→ **Te beoordelen tekst**:
+ + +

3. Het standpunt van klager en de klacht

Patiënt had twee keer gebraakt en was bang dat hij het aan het hart had. Verder had hij pijn in de linker arm. Het feit dat hij aangaf dat hij vier maanden daarvoor op zijn linkerarm was gevallen, hoort kritisch beoordeeld te worden. Hij had dus twee keer gebraakt, hij was bang dat hij hartklachten had en hij had last van zijn linkerarm. De combinatie van deze klachten is verdacht voor een hartinfarct ofwel een acuut coronair syndroom, tot het tegendeel bewezen is door gedegen onderzoek en dat is meer dan Nitrospray onder de tong. De klachten  hadden moeten leiden tot een verwijzing naar het ziekenhuis. Bovendien getuigt het niet van goede zorg om in zo’n geval te zeggen: bel de huisartsenpost maar als het niet goed gaat.

4. Het standpunt van verweerder

Verweerder heeft zijn aanvankelijk verweer tegen de ontvankelijkheid  van klager ingetrokken, nu is komen vast te staan dat de echtgenote van patiënt met de klacht instemt.

Verweerder werd tijdens het rijden van visites gebeld door de assistente met verzoek bij patiënt langs te gaan omdat patiënt pijn in zijn linkerarm had en bang was dat het van zijn hart kwam.

Bij patiënt aangekomen trof verweerder hem in bed aan. Patiënt had sinds de vorige avond last van maagpijn en bovenbuikpijn en had nu twee keer gebraakt na iets gedronken te hebben. Hij vertelde dat hij een gevoelige maag had. Het braaksel was maaginhoud, niet gallig of faecaal. Sinds die middag had patiënt last van pijn in de linkerarm. Er was geen uitstralende pijn en hij had geen pijn tussen de schouderbladen gehad. Hij had niet getranspireerd. Vier maanden daarvoor was hij met zijn fiets gevallen en had sindsdien regelmatig last van zijn linkerarm/schouder. Sinds die middag vertrouwde hij het niet meer, omdat zijn zussen allen hartpatiënt waren.

Verweerder heeft patiënt onderzocht zoals in het dossier omschreven (zie citaat hier boven).

+ + +

→ **Brongegevens**:
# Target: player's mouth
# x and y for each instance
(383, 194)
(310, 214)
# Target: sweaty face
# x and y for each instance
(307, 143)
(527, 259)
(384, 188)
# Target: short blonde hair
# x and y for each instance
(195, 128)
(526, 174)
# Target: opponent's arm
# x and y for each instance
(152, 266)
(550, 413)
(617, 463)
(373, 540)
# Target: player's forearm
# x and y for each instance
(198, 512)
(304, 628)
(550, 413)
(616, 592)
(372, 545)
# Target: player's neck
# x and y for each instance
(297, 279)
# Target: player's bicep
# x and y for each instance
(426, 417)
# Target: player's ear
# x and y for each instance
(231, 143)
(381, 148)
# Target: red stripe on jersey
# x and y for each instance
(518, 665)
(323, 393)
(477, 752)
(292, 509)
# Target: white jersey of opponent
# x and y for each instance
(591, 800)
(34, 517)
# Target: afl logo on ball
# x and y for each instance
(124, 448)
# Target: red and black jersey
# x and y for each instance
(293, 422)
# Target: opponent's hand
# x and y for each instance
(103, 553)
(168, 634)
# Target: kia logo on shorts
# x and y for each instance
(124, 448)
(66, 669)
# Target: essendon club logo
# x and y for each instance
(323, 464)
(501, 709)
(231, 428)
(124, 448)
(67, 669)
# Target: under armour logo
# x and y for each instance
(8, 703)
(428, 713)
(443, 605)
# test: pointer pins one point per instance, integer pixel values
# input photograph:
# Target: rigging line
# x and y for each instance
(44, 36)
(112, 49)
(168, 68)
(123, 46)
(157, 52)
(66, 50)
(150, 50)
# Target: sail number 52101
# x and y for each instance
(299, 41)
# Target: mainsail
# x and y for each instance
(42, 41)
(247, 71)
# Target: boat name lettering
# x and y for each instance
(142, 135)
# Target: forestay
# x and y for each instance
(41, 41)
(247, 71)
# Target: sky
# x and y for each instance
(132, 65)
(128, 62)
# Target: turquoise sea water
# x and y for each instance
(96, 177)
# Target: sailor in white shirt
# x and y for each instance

+ + +

→ **Opdracht**:
Beantwoord de volgende vragen over de tekst over de klacht en het verweer, elk op een eigen regel.
(a) Waartoe hadden de klachten volgens het standpunt van klager moeten leiden?
(b) Welk verweer heeft verweerder ingetrokken?
(c) Waarom vertrouwde patiënt het sinds die middag niet meer?

→ **Uitgewerkte oplossing**:
(a) Tot een verwijzing naar het ziekenhuis.
(b) Zijn aanvankelijk verweer tegen de ontvankelijkheid van klager.
(c) Omdat zijn zussen allen hartpatiënt waren.